Collected data
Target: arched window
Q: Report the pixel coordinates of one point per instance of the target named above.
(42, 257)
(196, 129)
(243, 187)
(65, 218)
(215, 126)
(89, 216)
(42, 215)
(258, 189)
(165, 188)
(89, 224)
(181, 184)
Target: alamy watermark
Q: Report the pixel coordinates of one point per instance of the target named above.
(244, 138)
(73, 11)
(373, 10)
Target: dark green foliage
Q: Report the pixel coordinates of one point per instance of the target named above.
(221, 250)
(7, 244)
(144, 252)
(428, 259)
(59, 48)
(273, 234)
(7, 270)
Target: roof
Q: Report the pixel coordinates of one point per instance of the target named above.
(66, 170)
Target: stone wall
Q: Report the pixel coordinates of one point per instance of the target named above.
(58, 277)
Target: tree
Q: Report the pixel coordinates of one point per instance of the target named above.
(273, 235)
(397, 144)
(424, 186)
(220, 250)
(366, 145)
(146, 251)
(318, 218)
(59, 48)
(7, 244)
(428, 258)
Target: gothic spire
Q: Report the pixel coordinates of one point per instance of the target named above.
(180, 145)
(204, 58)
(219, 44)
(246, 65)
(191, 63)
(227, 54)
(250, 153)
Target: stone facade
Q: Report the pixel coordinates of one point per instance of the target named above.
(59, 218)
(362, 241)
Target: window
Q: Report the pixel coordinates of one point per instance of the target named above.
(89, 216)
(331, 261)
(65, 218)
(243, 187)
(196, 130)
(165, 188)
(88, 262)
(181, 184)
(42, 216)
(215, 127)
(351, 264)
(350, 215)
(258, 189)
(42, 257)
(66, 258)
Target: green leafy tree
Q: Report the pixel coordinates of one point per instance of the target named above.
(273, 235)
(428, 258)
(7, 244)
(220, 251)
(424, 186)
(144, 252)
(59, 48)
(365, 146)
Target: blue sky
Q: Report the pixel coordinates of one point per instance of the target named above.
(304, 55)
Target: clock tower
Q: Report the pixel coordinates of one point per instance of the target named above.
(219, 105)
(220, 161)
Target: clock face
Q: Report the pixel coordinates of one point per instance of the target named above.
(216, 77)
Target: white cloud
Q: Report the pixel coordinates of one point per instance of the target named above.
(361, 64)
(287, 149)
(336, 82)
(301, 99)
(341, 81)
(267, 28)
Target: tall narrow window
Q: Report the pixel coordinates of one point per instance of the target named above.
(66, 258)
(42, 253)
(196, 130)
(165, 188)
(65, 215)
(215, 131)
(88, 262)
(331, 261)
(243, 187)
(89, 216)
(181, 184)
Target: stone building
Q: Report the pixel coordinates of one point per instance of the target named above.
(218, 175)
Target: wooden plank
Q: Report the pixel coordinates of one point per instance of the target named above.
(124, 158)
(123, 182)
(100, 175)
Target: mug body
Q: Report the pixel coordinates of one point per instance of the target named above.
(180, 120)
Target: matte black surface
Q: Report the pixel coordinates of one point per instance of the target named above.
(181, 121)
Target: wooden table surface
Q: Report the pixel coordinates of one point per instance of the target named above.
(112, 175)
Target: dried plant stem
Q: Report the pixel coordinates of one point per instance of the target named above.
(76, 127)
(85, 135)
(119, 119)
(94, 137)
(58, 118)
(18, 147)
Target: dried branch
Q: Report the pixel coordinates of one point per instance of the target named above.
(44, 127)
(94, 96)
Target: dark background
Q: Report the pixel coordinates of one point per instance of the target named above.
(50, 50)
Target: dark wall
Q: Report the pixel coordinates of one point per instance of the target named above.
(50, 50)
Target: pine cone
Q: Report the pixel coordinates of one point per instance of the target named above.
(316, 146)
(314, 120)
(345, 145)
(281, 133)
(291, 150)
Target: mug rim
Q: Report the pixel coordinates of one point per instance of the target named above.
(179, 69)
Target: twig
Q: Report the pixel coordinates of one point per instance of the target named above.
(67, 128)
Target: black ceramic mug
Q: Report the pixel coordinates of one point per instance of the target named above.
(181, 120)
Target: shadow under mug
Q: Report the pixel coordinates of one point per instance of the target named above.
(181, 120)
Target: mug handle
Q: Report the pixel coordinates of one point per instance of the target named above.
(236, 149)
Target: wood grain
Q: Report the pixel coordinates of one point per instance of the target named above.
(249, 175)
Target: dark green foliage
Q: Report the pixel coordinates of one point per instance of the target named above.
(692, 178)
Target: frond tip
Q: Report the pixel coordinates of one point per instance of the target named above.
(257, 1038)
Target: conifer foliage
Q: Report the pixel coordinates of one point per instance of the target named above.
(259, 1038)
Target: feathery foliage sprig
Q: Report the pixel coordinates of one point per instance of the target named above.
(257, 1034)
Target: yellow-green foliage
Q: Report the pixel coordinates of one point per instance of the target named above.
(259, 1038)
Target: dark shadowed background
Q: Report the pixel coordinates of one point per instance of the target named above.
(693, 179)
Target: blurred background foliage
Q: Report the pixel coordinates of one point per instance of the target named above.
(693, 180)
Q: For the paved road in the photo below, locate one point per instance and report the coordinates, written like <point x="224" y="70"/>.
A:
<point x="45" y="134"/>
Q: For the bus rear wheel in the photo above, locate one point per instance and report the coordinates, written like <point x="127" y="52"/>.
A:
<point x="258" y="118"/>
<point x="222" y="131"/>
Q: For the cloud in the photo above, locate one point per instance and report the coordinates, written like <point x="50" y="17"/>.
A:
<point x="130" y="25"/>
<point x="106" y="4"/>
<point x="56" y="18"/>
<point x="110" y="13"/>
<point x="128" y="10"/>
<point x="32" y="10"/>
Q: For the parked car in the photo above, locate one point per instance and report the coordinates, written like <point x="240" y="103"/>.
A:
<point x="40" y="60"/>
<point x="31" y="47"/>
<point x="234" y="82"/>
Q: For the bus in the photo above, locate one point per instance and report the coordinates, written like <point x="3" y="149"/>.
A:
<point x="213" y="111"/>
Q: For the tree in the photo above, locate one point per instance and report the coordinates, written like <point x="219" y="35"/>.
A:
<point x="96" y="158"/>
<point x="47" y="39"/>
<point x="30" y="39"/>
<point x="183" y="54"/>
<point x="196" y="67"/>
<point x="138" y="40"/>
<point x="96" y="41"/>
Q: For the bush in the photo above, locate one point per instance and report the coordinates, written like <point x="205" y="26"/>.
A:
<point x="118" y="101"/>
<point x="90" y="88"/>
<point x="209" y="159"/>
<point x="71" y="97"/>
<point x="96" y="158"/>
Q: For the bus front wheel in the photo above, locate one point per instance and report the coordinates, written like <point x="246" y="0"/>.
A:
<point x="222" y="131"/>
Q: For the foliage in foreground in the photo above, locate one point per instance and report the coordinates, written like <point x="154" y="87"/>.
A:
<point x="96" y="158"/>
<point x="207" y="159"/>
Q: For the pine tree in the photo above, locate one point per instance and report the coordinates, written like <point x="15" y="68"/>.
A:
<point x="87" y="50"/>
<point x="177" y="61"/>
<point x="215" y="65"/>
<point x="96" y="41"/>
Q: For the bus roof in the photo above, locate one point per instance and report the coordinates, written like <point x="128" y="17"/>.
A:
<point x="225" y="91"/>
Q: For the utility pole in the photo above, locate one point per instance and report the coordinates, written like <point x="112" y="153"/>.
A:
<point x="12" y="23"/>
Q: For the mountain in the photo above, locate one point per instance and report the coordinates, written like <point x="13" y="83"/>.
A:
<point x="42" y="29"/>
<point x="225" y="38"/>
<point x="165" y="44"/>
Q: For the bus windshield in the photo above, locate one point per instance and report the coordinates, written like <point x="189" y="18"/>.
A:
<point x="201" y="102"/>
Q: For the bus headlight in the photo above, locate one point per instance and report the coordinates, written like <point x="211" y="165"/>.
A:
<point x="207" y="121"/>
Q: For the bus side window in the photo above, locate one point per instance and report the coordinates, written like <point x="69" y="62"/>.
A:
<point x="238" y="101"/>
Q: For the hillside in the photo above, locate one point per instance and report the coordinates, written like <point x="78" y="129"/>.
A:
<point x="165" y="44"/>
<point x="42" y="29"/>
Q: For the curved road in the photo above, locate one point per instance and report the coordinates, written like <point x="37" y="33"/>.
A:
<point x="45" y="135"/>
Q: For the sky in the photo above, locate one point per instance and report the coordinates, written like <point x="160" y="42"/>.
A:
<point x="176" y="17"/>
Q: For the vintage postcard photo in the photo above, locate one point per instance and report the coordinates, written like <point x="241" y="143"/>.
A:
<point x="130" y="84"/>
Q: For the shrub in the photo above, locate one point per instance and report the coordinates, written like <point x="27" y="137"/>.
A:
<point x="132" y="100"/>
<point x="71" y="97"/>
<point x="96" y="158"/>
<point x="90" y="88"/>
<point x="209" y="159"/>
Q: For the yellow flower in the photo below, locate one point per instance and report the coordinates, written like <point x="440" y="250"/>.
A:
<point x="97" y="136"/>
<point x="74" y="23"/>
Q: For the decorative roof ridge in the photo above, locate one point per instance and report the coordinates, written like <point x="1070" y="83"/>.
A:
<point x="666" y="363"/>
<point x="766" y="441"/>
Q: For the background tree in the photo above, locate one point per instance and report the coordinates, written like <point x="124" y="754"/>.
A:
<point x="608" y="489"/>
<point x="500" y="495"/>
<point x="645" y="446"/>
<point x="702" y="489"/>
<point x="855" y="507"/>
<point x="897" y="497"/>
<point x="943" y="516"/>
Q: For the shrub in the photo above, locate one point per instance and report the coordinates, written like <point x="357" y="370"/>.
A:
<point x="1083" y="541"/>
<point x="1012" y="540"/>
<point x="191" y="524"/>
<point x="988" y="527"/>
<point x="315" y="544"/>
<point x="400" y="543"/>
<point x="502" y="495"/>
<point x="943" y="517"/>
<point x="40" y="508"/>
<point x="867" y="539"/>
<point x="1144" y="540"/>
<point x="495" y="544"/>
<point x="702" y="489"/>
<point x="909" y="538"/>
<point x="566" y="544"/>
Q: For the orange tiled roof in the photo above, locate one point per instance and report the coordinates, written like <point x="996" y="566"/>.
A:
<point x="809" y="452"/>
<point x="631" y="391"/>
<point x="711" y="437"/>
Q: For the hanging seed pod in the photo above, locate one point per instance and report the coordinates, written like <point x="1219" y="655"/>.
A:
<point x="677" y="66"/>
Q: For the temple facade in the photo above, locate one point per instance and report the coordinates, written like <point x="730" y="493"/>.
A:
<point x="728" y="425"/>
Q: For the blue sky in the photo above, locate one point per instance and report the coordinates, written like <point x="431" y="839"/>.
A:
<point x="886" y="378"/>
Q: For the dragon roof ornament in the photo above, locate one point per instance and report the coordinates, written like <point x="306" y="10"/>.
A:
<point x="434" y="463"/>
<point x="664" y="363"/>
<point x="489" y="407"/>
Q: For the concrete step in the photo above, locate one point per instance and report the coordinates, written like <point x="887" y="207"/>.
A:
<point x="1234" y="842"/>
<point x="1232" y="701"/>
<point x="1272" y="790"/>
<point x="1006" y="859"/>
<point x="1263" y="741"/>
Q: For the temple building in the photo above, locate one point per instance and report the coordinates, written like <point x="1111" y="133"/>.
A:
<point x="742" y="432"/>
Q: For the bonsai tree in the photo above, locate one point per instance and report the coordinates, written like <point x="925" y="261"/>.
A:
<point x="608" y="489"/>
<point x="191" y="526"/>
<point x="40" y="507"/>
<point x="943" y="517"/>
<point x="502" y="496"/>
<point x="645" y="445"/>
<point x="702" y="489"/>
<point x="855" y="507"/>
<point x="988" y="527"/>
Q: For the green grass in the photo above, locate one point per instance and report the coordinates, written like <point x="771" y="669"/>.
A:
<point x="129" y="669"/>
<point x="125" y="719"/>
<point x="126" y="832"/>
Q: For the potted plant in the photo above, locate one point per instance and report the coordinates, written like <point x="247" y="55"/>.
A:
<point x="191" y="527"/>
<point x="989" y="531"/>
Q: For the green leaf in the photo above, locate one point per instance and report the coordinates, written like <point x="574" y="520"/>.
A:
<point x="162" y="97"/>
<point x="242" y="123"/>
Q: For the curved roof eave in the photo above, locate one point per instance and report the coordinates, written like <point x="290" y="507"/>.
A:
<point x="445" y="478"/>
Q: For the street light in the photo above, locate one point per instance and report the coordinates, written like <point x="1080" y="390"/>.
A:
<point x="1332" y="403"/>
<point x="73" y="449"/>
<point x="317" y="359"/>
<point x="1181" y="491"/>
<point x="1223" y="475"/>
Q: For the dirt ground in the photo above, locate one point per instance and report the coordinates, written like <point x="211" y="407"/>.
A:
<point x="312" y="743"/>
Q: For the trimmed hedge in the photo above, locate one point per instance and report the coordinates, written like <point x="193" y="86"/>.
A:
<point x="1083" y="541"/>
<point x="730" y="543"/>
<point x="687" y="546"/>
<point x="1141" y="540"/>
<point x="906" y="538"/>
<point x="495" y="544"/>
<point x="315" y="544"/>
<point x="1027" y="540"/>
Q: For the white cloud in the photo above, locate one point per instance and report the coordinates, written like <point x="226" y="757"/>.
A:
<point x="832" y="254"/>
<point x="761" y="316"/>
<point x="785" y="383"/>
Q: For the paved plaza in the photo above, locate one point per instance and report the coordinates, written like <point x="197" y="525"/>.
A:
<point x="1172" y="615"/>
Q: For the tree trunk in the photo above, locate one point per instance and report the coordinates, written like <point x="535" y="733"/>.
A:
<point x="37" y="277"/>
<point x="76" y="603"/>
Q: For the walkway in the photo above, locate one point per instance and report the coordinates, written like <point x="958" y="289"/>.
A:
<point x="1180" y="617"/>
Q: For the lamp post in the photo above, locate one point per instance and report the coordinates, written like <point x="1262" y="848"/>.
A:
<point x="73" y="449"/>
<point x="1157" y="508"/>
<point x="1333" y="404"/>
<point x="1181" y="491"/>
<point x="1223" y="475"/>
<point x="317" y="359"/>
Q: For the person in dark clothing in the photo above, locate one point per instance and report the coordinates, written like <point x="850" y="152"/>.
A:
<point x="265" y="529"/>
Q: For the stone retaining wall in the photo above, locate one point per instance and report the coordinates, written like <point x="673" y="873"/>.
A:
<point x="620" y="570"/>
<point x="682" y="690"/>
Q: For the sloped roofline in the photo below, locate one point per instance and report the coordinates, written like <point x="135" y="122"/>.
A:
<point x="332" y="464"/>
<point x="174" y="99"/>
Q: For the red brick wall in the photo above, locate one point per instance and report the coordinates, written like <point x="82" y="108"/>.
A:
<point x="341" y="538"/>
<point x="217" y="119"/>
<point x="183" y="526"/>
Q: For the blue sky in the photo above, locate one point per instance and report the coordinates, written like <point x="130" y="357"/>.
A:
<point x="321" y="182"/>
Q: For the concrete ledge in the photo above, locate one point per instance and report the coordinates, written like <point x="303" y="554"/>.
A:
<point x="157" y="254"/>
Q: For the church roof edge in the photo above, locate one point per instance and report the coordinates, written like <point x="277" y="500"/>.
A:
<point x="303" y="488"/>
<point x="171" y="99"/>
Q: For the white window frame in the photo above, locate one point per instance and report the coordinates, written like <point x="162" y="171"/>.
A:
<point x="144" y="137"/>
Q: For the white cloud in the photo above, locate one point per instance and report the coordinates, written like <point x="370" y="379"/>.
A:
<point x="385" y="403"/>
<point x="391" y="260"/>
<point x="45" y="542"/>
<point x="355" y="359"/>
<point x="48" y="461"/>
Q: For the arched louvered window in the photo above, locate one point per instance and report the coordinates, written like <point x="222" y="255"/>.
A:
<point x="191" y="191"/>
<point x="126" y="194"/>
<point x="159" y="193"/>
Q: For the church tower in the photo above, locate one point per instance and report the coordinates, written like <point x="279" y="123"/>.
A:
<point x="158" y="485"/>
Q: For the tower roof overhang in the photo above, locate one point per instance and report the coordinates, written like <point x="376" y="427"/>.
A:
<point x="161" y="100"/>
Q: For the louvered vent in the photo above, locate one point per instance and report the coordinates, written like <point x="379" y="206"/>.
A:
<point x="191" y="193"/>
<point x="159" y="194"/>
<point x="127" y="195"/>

▶ TASK DIRECTIONS: Nothing but the lines from the one with "Q: For the concrete ledge" through the end of the data above should be repeated, each exactly as it stands.

▶ SOLUTION TO THE EXERCISE:
Q: For the concrete ledge in the photo above, locate one point per instance and report the coordinates, written like <point x="303" y="554"/>.
A:
<point x="157" y="254"/>
Q: For the church roof edge in the photo above, locate one point per instance and report the coordinates, written like <point x="277" y="500"/>.
A:
<point x="303" y="488"/>
<point x="171" y="99"/>
Q: For the white window frame in the photo above, locate one point per instance and report the coordinates, written like <point x="162" y="171"/>.
A:
<point x="144" y="137"/>
Q: For the white cloud in the photo above, locate one point per instance and report the coordinates, written like <point x="370" y="379"/>.
A:
<point x="385" y="403"/>
<point x="391" y="260"/>
<point x="45" y="542"/>
<point x="355" y="359"/>
<point x="48" y="461"/>
Q: For the arched louvered window in the photo above, locate one point per instance and report the coordinates, written like <point x="222" y="255"/>.
A:
<point x="191" y="191"/>
<point x="126" y="194"/>
<point x="159" y="193"/>
Q: For the church tower in the photo above, locate one point per instance and report the coordinates, written like <point x="279" y="123"/>.
A:
<point x="158" y="485"/>
Q: For the tower roof overhang in the photo above, locate one point per instance and report the coordinates, written like <point x="376" y="427"/>.
A:
<point x="161" y="100"/>
Q: For the louvered vent in the photo above, locate one point per instance and report the coordinates, written like <point x="379" y="206"/>.
A:
<point x="191" y="193"/>
<point x="159" y="194"/>
<point x="127" y="195"/>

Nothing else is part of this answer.